*SUPPLIED PASSAGE*
This patch implements virtual suspend time injection support for kvm
guests. If this functionality is enabled and the host supports
KVM_FEATURE_HOST_SUSPEND_TIME,
the guest will register struct kvm_host_suspend_time through MSR to
get how much time the guest spend during the host's suspension.
Host will notify the update on the structure (which happens if the host
went into suspension while the guest was running) through the irq and
the irq will trigger the adjustment of CLOCK_BOOTTIME inside a guest.

Before this patch, there was no way to adjust the CLOCK_BOOTTIME without
actually suspending the kernel. However, some guest applications rely on
the fact that there will be some difference between CLOCK_BOOTTIME and
CLOCK_MONOTONIC after the suspention of the execution and they will be
broken if we just pausing the guest instead of actually suspending them.

*INFORMATION PROVIDED*
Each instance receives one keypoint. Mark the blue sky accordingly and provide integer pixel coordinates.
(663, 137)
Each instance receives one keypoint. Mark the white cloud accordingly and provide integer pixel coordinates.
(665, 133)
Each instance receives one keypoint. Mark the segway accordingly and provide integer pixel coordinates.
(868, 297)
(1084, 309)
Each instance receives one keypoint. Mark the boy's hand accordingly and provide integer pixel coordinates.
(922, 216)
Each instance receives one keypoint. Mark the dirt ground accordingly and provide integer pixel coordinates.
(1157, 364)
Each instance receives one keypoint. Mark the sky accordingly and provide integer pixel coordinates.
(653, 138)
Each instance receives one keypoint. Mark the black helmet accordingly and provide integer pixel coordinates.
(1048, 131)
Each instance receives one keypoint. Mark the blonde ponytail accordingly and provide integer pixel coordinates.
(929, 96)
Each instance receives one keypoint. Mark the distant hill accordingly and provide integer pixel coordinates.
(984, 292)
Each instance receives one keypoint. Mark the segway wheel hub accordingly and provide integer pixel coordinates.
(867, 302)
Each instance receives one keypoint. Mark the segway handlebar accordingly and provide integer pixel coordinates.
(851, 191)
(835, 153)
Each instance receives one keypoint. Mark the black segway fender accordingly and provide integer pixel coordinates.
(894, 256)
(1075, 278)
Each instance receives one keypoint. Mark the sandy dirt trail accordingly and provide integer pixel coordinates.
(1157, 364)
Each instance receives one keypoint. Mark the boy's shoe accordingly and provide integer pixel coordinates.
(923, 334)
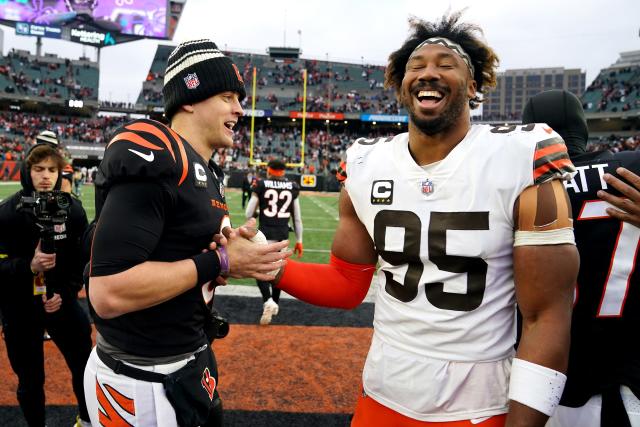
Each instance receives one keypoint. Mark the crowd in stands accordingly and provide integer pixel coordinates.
(619, 90)
(25, 74)
(18, 130)
(323, 149)
(615, 143)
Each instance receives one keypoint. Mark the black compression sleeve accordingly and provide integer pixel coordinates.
(130, 226)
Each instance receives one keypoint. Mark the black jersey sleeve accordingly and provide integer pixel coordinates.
(295, 191)
(144, 150)
(130, 226)
(258, 187)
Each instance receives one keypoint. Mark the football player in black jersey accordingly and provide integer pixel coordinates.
(154, 265)
(604, 367)
(277, 198)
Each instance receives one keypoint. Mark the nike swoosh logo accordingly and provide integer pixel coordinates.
(147, 157)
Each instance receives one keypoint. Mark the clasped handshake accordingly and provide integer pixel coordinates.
(249, 253)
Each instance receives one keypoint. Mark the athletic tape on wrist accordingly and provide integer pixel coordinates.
(207, 266)
(224, 261)
(536, 386)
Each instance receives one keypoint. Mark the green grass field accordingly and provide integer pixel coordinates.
(319, 218)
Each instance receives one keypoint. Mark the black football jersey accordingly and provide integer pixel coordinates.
(606, 312)
(276, 206)
(171, 204)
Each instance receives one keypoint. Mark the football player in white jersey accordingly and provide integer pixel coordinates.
(464, 221)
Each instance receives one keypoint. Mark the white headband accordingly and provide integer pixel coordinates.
(448, 44)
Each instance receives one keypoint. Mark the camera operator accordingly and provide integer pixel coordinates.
(41, 274)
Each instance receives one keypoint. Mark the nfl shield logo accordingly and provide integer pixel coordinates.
(192, 81)
(427, 187)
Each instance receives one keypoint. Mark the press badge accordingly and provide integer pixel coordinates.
(39, 285)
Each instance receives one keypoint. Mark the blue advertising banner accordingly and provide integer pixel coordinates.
(384, 118)
(49, 31)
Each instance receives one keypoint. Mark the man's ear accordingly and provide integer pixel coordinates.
(472, 89)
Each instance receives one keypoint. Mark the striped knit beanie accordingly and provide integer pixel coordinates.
(47, 137)
(197, 70)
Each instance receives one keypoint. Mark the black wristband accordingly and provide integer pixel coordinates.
(207, 266)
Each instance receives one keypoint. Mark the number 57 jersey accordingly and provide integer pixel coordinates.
(444, 234)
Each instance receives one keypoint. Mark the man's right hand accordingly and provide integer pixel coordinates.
(253, 260)
(41, 261)
(628, 205)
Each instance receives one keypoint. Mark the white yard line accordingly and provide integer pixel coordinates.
(332, 213)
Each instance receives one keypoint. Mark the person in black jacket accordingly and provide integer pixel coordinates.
(39, 290)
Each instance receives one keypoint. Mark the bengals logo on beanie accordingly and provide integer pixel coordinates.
(197, 70)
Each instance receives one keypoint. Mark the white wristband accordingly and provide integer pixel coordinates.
(536, 386)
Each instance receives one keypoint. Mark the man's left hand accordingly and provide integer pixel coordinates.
(629, 203)
(53, 304)
(298, 249)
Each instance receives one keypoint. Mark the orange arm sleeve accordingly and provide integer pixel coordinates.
(339, 284)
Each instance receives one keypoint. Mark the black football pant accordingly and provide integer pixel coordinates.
(23, 329)
(269, 291)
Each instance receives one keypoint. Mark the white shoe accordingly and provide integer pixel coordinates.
(269, 309)
(81, 423)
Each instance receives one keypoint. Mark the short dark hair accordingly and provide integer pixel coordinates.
(43, 151)
(483, 58)
(276, 164)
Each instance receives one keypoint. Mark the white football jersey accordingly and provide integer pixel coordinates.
(444, 235)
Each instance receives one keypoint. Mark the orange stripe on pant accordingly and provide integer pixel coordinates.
(370, 413)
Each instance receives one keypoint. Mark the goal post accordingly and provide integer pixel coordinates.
(252, 161)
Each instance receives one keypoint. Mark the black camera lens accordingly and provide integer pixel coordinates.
(62, 201)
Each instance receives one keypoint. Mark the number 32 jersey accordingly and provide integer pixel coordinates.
(444, 235)
(276, 198)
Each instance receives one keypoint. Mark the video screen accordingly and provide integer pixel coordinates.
(136, 17)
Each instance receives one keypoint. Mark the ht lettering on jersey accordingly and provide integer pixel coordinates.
(590, 177)
(382, 192)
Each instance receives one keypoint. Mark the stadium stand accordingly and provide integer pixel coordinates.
(48, 78)
(331, 86)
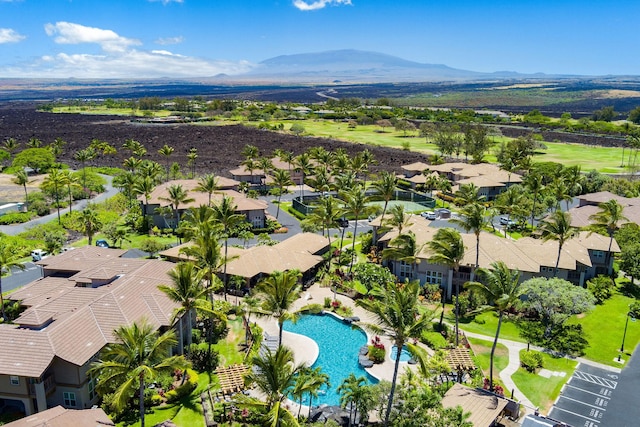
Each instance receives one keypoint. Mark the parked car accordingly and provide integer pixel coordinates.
(102, 243)
(429, 215)
(39, 254)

*YOUR TASKS*
1. Write out the KVM patch description word for word from "Before this patch, there" to "actually suspending them.".
2. In the KVM patch description, what does the irq trigger inside a guest?
The records have no connection to the KVM patch description.

*ANSWER SET*
1.
Before this patch, there was no way to adjust the CLOCK_BOOTTIME without
actually suspending the kernel. However, some guest applications rely on
the fact that there will be some difference between CLOCK_BOOTTIME and
CLOCK_MONOTONIC after the suspention of the execution and they will be
broken if we just pausing the guest instead of actually suspending them.

2. The irq triggers the adjustment of CLOCK_BOOTTIME inside the guest.